Coordinate annotation records:
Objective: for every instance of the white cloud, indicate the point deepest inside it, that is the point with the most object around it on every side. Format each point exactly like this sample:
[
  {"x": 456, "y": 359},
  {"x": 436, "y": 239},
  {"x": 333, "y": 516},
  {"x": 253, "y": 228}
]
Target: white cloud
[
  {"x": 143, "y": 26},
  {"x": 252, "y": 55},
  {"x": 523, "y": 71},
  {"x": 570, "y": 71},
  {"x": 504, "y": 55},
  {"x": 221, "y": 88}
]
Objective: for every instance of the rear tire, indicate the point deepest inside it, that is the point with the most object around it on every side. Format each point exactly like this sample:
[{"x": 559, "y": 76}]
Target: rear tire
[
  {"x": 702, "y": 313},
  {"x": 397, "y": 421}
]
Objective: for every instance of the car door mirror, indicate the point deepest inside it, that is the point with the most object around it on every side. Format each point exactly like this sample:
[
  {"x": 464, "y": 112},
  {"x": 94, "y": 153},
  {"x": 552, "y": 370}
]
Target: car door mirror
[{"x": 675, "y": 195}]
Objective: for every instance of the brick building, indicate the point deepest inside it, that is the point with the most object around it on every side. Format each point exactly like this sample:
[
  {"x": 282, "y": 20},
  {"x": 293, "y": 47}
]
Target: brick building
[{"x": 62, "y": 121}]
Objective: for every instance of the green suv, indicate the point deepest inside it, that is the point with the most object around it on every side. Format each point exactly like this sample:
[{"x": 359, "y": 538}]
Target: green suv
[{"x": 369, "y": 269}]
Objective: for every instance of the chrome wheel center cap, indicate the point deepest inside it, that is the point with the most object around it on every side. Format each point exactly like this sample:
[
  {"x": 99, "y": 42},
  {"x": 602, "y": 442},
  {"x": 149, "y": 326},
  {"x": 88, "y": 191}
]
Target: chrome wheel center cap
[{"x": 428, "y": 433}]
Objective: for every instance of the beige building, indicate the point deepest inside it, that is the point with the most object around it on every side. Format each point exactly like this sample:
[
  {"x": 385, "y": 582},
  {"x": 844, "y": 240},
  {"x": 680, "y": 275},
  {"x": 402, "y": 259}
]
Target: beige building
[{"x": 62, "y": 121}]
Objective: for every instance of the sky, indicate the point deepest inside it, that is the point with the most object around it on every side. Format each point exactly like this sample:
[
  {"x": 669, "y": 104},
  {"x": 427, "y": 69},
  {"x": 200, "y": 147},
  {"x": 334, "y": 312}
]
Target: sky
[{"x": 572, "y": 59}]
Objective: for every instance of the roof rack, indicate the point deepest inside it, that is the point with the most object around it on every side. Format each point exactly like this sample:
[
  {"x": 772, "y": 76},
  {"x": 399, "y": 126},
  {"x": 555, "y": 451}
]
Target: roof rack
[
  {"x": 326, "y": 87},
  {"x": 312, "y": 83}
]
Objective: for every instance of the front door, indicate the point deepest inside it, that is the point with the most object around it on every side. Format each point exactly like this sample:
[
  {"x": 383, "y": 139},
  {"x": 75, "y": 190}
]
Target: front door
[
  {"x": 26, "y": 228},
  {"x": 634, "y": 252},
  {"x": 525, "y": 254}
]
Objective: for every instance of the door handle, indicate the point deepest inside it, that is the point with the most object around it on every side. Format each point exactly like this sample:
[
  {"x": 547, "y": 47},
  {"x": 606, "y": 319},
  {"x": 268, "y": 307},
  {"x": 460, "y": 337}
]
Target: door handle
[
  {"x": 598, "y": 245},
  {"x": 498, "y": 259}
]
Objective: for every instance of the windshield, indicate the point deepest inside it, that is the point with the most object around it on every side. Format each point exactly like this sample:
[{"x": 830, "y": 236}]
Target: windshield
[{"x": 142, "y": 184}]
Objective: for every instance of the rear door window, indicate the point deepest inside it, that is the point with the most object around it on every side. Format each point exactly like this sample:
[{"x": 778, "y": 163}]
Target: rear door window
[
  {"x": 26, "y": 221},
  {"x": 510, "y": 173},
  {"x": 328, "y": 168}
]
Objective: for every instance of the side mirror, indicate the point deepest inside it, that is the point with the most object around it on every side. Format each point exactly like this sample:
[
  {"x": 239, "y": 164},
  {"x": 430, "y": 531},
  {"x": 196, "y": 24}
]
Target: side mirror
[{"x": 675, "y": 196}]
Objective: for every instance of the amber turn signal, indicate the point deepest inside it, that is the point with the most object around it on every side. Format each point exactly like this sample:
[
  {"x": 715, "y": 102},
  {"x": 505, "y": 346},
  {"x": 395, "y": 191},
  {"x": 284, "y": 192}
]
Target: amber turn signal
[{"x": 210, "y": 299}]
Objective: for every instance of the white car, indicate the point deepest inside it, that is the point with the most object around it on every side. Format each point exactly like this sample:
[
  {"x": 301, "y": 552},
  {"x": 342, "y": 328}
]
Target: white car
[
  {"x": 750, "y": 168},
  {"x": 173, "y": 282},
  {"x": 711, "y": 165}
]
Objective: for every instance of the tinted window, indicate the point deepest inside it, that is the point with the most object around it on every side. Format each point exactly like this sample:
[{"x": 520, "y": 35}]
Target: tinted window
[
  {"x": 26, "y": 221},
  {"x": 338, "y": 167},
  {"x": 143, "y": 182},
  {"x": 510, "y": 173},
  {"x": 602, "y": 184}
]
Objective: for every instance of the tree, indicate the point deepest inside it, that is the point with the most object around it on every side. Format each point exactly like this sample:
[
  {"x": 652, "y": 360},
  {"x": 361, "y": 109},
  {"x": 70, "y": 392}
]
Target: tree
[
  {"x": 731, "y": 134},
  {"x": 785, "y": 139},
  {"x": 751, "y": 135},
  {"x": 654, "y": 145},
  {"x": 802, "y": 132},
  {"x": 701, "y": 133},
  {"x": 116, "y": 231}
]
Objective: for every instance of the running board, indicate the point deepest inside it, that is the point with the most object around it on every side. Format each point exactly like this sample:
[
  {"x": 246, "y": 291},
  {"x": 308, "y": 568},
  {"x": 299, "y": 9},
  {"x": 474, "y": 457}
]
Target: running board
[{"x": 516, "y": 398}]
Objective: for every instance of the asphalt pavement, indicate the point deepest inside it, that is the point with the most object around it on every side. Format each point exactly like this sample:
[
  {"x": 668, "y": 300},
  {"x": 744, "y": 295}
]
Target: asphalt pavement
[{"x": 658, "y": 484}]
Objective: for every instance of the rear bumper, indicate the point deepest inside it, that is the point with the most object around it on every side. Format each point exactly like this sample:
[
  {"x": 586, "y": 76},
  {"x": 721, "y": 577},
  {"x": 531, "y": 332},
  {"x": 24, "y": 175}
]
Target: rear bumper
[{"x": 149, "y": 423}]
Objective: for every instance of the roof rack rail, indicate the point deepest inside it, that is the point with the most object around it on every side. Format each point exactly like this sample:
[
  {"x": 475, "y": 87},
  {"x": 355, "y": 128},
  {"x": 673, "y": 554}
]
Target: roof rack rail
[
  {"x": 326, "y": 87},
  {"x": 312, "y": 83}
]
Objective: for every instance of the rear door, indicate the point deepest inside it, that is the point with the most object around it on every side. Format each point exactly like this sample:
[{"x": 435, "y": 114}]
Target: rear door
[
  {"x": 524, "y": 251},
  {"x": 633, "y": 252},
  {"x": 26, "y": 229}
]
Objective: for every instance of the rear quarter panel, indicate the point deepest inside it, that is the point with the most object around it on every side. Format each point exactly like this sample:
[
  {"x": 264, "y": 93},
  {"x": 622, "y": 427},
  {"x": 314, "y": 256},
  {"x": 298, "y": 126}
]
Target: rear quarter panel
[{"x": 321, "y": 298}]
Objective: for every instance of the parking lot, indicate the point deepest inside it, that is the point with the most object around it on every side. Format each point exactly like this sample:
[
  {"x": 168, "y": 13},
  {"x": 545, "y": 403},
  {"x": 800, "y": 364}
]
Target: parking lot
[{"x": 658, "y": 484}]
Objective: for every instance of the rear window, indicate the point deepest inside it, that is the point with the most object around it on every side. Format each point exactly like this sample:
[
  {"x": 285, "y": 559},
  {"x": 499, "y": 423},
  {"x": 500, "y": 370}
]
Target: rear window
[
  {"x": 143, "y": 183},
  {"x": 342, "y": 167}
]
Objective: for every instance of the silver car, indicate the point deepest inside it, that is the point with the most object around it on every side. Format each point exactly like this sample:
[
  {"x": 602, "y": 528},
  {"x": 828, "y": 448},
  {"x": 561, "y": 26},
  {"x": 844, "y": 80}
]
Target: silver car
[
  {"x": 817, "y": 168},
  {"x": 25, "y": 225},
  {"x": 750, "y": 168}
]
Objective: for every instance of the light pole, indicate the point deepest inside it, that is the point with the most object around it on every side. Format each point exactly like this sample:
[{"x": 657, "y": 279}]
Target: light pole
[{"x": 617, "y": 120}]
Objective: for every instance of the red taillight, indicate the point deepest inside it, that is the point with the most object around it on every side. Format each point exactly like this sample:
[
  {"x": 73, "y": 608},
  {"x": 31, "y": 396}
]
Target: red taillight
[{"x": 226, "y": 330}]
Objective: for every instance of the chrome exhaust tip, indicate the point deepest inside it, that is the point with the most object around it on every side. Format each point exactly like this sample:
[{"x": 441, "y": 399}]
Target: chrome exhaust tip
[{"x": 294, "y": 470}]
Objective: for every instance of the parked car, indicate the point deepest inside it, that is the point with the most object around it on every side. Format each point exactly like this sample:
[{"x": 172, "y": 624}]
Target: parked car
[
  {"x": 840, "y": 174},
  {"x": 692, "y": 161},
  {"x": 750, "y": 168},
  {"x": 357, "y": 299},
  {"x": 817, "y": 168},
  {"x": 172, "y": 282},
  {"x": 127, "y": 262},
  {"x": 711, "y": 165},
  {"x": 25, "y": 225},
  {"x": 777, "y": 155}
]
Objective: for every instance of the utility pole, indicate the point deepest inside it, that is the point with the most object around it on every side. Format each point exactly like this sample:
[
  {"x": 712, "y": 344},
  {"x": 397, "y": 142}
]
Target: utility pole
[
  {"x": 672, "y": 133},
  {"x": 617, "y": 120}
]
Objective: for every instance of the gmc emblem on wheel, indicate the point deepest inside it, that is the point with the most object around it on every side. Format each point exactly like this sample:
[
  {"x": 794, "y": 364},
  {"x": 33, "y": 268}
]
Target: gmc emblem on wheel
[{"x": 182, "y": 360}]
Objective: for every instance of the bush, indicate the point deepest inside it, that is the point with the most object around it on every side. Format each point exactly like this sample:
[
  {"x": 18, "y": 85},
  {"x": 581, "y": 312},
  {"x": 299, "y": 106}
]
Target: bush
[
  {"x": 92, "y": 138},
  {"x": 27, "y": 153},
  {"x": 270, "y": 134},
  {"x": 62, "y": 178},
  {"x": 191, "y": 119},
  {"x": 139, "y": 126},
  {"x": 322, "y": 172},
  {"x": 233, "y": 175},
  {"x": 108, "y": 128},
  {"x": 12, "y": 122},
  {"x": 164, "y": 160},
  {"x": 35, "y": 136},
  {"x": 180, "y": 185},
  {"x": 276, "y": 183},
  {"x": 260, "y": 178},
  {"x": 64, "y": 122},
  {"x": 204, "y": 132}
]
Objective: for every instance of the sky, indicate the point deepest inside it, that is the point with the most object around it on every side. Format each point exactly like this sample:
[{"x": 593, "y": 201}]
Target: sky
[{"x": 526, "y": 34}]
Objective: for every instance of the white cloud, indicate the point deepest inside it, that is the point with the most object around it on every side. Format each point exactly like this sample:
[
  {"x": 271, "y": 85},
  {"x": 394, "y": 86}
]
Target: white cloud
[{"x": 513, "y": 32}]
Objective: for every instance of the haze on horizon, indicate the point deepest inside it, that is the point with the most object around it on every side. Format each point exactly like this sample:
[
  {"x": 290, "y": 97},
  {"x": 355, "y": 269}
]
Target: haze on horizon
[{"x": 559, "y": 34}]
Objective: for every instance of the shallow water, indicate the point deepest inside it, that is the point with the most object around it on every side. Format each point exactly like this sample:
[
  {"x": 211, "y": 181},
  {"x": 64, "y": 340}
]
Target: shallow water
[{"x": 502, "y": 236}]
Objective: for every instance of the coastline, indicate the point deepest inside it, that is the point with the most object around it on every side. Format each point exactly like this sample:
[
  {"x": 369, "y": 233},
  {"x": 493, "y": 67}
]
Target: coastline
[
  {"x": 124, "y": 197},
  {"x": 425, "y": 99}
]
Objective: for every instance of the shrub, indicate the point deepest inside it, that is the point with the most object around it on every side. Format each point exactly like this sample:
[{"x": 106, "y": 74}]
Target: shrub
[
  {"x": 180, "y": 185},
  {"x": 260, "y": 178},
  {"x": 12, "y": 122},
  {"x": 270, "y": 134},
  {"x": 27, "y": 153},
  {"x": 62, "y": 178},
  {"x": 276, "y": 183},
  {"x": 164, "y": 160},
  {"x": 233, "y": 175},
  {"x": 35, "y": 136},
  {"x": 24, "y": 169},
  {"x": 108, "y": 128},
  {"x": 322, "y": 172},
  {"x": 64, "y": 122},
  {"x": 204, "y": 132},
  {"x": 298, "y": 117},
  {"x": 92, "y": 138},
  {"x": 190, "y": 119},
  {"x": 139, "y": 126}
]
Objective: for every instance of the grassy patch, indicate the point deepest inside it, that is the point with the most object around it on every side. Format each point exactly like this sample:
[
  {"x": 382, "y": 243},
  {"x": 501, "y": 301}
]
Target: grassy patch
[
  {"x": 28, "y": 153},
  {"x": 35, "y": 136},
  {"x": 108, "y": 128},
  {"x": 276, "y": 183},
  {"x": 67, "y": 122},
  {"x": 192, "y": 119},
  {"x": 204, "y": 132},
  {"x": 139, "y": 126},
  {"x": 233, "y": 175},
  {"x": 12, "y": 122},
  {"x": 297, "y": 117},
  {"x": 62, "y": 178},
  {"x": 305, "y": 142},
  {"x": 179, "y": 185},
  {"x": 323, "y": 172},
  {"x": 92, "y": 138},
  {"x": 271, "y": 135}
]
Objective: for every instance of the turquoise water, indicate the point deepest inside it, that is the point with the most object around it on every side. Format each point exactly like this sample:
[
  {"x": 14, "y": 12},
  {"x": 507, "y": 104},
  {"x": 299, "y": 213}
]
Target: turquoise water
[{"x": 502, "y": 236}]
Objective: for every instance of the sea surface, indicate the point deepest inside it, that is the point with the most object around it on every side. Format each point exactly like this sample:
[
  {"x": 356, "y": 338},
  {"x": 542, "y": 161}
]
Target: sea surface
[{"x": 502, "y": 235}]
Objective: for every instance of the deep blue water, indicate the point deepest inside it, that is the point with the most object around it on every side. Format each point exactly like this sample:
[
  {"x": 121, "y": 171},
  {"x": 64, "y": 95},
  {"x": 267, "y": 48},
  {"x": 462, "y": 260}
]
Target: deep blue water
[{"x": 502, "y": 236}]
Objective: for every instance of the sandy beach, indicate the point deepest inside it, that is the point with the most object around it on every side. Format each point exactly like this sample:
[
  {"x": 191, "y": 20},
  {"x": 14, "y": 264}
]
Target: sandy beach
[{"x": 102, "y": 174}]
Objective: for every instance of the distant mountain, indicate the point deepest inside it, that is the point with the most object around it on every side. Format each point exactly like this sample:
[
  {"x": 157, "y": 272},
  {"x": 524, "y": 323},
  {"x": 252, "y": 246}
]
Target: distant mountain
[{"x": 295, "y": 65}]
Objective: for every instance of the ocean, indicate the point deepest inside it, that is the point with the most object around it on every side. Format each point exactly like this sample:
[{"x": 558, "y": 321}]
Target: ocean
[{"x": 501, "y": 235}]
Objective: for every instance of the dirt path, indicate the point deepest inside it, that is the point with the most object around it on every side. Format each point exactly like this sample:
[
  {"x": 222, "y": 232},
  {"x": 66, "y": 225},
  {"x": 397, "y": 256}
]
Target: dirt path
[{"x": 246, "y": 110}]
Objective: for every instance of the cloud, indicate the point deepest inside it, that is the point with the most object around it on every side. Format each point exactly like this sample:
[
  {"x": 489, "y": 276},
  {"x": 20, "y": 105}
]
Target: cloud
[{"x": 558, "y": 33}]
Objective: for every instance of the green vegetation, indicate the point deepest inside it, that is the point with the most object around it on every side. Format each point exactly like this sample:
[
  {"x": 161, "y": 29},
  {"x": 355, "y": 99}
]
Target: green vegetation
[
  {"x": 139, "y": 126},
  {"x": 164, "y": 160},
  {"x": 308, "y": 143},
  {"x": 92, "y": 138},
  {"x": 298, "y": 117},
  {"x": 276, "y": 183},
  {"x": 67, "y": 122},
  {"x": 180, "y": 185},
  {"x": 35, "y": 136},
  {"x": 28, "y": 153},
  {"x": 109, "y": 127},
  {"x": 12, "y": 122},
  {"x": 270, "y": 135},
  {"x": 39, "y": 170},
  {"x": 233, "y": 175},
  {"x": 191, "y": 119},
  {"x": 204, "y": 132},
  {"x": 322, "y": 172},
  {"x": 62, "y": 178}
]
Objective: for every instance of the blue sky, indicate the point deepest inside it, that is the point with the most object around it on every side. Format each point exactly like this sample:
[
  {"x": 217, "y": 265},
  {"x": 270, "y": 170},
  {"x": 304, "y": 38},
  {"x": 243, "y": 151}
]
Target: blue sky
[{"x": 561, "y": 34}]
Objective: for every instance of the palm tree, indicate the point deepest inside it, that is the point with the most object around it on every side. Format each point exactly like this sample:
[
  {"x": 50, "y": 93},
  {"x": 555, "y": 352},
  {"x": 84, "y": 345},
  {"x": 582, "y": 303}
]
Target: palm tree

WHAT THIS TASK INVOLVES
Return, word for word, every line from the line with "Objective: for every instance of the blue" to the final line of the data.

EXERCISE ANSWER
Objective: for every instance of the blue sky, indicate the point deepest inside it, that is the point with the most object around it on every side. Format each point exactly like this sample:
[
  {"x": 217, "y": 265},
  {"x": 270, "y": 170},
  {"x": 304, "y": 38},
  {"x": 243, "y": 151}
]
Target: blue sky
[{"x": 561, "y": 34}]
Objective: for every instance of the palm tree, indicate the point deepest inside it, that is the point with the most object around it on every side. Format each point exactly like this sample:
[
  {"x": 50, "y": 93},
  {"x": 555, "y": 352},
  {"x": 84, "y": 345},
  {"x": 582, "y": 303}
]
Target: palm tree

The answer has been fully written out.